■ EXERCISE MATERIAL:
- - - -
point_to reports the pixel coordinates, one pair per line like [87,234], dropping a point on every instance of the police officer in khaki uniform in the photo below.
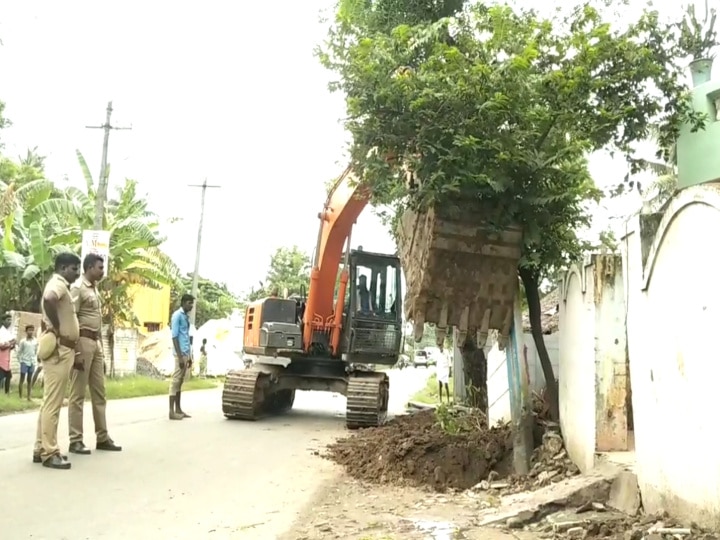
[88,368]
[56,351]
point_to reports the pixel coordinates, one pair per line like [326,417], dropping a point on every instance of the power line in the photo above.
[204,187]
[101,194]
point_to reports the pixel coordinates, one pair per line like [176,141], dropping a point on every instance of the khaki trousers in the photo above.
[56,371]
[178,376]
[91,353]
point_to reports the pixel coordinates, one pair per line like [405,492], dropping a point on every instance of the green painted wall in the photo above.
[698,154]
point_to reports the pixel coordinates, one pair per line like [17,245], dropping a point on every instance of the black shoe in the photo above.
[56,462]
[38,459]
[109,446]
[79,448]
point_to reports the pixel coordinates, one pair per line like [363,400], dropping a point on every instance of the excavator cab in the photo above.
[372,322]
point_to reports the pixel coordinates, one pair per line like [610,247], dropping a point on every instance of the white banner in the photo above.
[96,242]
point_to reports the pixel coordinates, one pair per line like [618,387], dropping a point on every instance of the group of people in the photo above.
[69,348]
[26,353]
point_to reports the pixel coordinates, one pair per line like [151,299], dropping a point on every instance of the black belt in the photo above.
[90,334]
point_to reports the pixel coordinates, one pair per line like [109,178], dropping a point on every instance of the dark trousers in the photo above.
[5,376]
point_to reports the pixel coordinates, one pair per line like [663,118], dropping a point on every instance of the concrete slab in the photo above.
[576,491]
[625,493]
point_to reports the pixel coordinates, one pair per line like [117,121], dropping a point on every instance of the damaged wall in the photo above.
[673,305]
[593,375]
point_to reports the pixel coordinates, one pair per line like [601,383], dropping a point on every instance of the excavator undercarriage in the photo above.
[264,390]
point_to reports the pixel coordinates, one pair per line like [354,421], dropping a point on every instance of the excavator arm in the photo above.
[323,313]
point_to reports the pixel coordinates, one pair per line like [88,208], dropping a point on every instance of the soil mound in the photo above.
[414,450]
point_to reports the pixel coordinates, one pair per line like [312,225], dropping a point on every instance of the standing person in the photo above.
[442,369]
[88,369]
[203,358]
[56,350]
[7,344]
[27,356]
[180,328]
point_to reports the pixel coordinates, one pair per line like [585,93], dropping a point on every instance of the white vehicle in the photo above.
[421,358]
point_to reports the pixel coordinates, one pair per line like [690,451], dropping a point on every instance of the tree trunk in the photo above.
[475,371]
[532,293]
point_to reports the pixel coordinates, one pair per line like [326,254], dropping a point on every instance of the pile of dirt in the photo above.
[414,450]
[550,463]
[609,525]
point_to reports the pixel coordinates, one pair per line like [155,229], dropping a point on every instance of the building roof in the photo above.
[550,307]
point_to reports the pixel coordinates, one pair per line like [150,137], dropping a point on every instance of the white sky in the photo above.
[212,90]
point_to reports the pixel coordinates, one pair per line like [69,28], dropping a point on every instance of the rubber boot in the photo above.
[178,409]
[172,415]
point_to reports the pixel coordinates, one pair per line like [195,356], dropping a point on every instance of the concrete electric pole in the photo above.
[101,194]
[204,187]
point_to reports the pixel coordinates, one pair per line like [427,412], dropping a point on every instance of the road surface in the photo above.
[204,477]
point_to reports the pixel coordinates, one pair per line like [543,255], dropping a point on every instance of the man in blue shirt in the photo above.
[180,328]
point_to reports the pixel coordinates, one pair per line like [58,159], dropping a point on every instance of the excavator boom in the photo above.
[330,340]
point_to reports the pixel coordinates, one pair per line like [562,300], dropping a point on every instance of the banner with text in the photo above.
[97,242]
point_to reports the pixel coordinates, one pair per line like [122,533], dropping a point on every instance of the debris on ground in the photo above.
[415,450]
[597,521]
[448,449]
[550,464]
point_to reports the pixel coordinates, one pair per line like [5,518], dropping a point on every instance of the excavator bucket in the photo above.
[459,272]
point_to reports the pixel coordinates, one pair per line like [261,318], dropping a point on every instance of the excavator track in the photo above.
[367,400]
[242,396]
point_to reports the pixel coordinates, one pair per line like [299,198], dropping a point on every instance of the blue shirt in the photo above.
- - - -
■ EXERCISE INSTRUCTIONS: Transcribe all the material exactly; skip every image.

■ WRITTEN RESPONSE:
point_to reports the pixel coordinates, one pair per line like [87,234], dropping a point on every instance of the police officer in khaki uniform in the photo below.
[88,368]
[56,351]
point_to reports the pixel coordinates, one pair per line like [326,417], dropping a point on every instance of the power line in the photo above.
[204,187]
[101,194]
point_to reports the pixel coordinates, one pair per line like [176,141], dropping a point on every instance of the khaki trousers in the photo above.
[56,371]
[178,376]
[91,353]
point_to reports the pixel coordinates, one pair per line like [405,492], dropping a point on every instance of the green painted wall in the photo above.
[698,154]
point_to reports the pixel coordinates, one pair per line like [17,245], dropping a point on every instance of the black shoe in the photo above.
[56,462]
[38,459]
[109,446]
[79,448]
point_to reports the pixel coordinates, one pair per line like [363,400], dropping a point on every instance of the excavator cab in the photo above.
[372,322]
point_to reports the pixel coordinates, one pair per line like [610,247], dropping a point on every instance of the white banner in the photo above.
[96,242]
point_to reports the pixel coordinates, one pair per line like [618,387], dropping a point on every instance of the group of people in the photo above.
[69,348]
[26,353]
point_to reports the pixel coordinates, one pair per line like [151,299], dropping a point on every instance of the black belt in the photo above.
[90,334]
point_to reports the pixel coordinates, one pair per line like [109,178], dropping a point on every instance of the dark trousers in the photo above.
[5,376]
point_to reports the pixel coordinates, one pair per line like [663,118], dropping a point on every instance of the concrete slab in the photo above.
[576,491]
[625,493]
point_to reports the pixel coordinates, one pair per line like [117,121], dropping a point on every instance of the damaged wall in the photo above.
[673,305]
[593,375]
point_to reports the pixel coordinates, one pair per line like [601,383], dropping a point on every instance of the excavator undercarriage in the photo above.
[264,390]
point_to reports the pixel coordinates, one pair per line like [354,421], dropping a point on every instance of the excavator arm in the photo above.
[323,313]
point_to reports the pixel coordinates, one pair per line like [88,208], dropping a point on every instance of the soil mound in the photo above.
[414,450]
point_to reports the pixel coordinates, one pair per line like [312,225], dropping a point on every instance of the standing person in the photo above.
[442,369]
[88,369]
[203,358]
[56,350]
[7,344]
[27,356]
[180,328]
point_to reports the pixel coordinates, one pair per line like [585,93], dropping a point on every instance of the white vehicle in the photo above.
[421,358]
point_to reports the pixel coordinates, one pair per line like [690,451], dropping a point on every instance of the tree trunk in the photo above.
[475,371]
[532,293]
point_to reports the pixel coordinates, one pair per line like [326,254], dropping a point on every instance of the pile of dirt in the photo above.
[414,450]
[550,463]
[609,525]
point_to reports the pixel coordinates, one pair per line like [155,229], dropping a point on every instance of the building roof in the photo above.
[550,307]
point_to reports the pixel coordinates, one pair per line like [150,137], dropping a point on every instance of the white sky in the photo above.
[212,90]
point_to reports the pixel coordinates, one pair per line like [69,28], dropping a point on every instance of the rubber boot in the photo above.
[178,409]
[172,415]
point_to reports the pixel coordinates, one pair per line like [195,356], dropping a point on every instance of the concrete electric pole in the photo above.
[101,194]
[204,187]
point_to reports the pixel coordinates, one pair per line like [427,412], dropping a point on every instance of the road surface in the photo above.
[204,477]
point_to reports the pixel coordinates, one pair per line like [543,255], dropping a point on every instance of the man in blue shirt in the photo above.
[180,328]
point_to reports the pixel coordinates, one pair per line like [58,159], dropping a point on every instance of the excavator boom in the photo above.
[330,340]
point_to reports the pixel coordinates, one pair per line like [562,300], dropping a point on every instance of the banner with text in the photo above.
[97,242]
point_to reports the pixel coordinates, one pair per line like [122,533], dropping a point on every instance of the debris on ground in the photo above.
[415,450]
[597,521]
[448,449]
[550,464]
point_to reports the pixel coordinates, one pair per line like [5,518], dropping a point on every instance of the excavator bucket in the photo above.
[459,272]
point_to reports the pixel coordinates, one pair per line like [261,318], dropping a point on every instance of the excavator track in the photo above.
[367,400]
[242,396]
point_to reports the pixel coordinates, one pair per line like [299,198], dropping a point on every instance of the blue shirt in the photo above.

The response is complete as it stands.